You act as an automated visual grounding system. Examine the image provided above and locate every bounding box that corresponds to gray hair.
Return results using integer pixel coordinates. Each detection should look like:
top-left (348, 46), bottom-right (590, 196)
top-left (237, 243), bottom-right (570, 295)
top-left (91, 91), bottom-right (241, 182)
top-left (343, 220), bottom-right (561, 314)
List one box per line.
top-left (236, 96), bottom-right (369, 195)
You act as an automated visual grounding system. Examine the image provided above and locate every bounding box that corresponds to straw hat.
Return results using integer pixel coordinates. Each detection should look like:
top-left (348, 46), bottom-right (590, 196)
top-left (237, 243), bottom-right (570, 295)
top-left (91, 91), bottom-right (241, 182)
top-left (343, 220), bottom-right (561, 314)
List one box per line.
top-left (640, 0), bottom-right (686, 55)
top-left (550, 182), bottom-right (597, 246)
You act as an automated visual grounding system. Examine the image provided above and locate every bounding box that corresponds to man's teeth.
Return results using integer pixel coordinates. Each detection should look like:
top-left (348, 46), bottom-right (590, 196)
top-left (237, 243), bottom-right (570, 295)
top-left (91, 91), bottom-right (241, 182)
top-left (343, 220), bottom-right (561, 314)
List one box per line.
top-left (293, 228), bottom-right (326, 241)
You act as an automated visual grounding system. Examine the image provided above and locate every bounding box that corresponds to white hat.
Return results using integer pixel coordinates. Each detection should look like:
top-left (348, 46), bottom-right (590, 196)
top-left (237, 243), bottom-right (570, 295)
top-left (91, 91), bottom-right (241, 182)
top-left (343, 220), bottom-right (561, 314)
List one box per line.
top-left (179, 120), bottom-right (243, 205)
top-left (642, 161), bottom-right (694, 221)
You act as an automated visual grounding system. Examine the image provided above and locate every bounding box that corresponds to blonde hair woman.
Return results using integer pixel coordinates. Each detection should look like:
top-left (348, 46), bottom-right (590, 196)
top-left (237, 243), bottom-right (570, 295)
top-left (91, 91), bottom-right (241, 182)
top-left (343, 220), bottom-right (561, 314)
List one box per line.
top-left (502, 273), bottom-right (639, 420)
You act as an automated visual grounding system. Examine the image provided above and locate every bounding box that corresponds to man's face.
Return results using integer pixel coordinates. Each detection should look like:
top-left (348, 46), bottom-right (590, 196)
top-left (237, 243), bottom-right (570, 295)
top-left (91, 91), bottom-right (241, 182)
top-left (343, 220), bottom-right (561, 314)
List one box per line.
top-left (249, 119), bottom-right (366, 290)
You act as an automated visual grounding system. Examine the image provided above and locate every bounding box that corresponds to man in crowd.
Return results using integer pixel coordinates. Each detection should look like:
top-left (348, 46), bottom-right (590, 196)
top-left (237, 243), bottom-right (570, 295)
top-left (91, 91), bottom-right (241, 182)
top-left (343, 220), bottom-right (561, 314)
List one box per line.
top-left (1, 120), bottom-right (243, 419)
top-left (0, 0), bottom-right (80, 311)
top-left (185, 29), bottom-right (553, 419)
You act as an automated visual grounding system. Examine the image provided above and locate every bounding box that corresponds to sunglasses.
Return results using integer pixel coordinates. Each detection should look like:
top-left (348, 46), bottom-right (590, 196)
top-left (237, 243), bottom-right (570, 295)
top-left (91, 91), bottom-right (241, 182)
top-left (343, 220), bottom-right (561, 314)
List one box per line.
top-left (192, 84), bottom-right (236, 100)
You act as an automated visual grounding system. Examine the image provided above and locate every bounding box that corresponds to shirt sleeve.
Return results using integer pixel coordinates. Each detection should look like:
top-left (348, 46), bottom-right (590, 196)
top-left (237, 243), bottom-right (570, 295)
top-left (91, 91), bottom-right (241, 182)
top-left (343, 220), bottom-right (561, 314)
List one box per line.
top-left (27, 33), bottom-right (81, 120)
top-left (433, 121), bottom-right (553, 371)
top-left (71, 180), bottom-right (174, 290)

**Exercise requirements**
Return the material exactly as it was provided.

**Problem solution**
You act as an automated visual grounding system. Examine the image provided above and locate every bounding box that corresponds to gray hair.
Return results using integer pixel coordinates. Each detection should look like:
top-left (348, 46), bottom-right (590, 196)
top-left (237, 243), bottom-right (570, 295)
top-left (91, 91), bottom-right (241, 182)
top-left (343, 220), bottom-right (561, 314)
List one box per line.
top-left (236, 96), bottom-right (369, 195)
You act as an automated visual grounding system. Examine the image provided above and locate every bounding box that corresponds to straw hat.
Return results using integer pixel coordinates. Each detection should look like:
top-left (348, 46), bottom-right (590, 196)
top-left (237, 243), bottom-right (570, 295)
top-left (91, 91), bottom-right (241, 182)
top-left (343, 220), bottom-right (561, 314)
List one box per line.
top-left (640, 0), bottom-right (686, 55)
top-left (550, 182), bottom-right (597, 246)
You act as an automated visual grounding system. Examine the image provided above and locate every bounding box that corresponds to man's teeth.
Return results using integer pixel coordinates. Each detection should look like:
top-left (348, 46), bottom-right (590, 196)
top-left (237, 243), bottom-right (570, 295)
top-left (91, 91), bottom-right (241, 182)
top-left (343, 220), bottom-right (561, 314)
List one box per line.
top-left (293, 228), bottom-right (326, 241)
You act as an automated visual grounding system. Examine the image provided above and locate every bounding box that corresponds to white hat.
Return results using integer pixel coordinates. Each detection should look like:
top-left (348, 46), bottom-right (590, 196)
top-left (237, 243), bottom-right (570, 295)
top-left (91, 91), bottom-right (241, 182)
top-left (343, 220), bottom-right (561, 314)
List one box per line.
top-left (179, 120), bottom-right (243, 205)
top-left (642, 161), bottom-right (694, 221)
You act as an automated visual grounding system. Examine the image provided above and locate every bounding box that corresponds to blonde hair woman.
Return results using integer pixel coordinates. Each detection should look like:
top-left (348, 46), bottom-right (590, 196)
top-left (237, 243), bottom-right (570, 295)
top-left (91, 91), bottom-right (241, 182)
top-left (343, 220), bottom-right (561, 314)
List one box per line.
top-left (502, 273), bottom-right (639, 420)
You act as an automated visual grounding system. Examine the image provided above and locate every bounding box that corresponds to man's face.
Return results using integer pixel coordinates. Each detection should look like:
top-left (348, 46), bottom-right (590, 196)
top-left (237, 243), bottom-right (570, 295)
top-left (91, 91), bottom-right (241, 182)
top-left (343, 220), bottom-right (561, 314)
List one box per line.
top-left (249, 119), bottom-right (366, 290)
You act as an automated visual grounding system. Examine the image provided above and locate every bounding box that corresponds to man in crowd.
Return results using integer pixel coordinates. Each detection should look like:
top-left (348, 46), bottom-right (590, 196)
top-left (237, 243), bottom-right (570, 295)
top-left (91, 91), bottom-right (241, 182)
top-left (343, 220), bottom-right (561, 314)
List one box per line.
top-left (1, 120), bottom-right (243, 419)
top-left (0, 0), bottom-right (80, 311)
top-left (185, 29), bottom-right (553, 419)
You act as an automated visual grounding system. Examine the image provided above and locate every bounding box that corresponds to sunglasses.
Return results using integer pixel coordinates. Each detection should look like:
top-left (348, 46), bottom-right (590, 196)
top-left (237, 243), bottom-right (570, 295)
top-left (91, 91), bottom-right (241, 182)
top-left (343, 220), bottom-right (561, 314)
List one box per line.
top-left (192, 84), bottom-right (236, 100)
You act as an automated visual grounding system. Examine the image provided above and locate every bounding box that corresponds to shirt sleeve.
Return results using integer pixel coordinates. Each detection should look like:
top-left (348, 46), bottom-right (590, 196)
top-left (237, 243), bottom-right (570, 295)
top-left (91, 91), bottom-right (241, 182)
top-left (343, 220), bottom-right (561, 314)
List one box per line.
top-left (27, 33), bottom-right (81, 120)
top-left (433, 121), bottom-right (553, 371)
top-left (71, 180), bottom-right (174, 290)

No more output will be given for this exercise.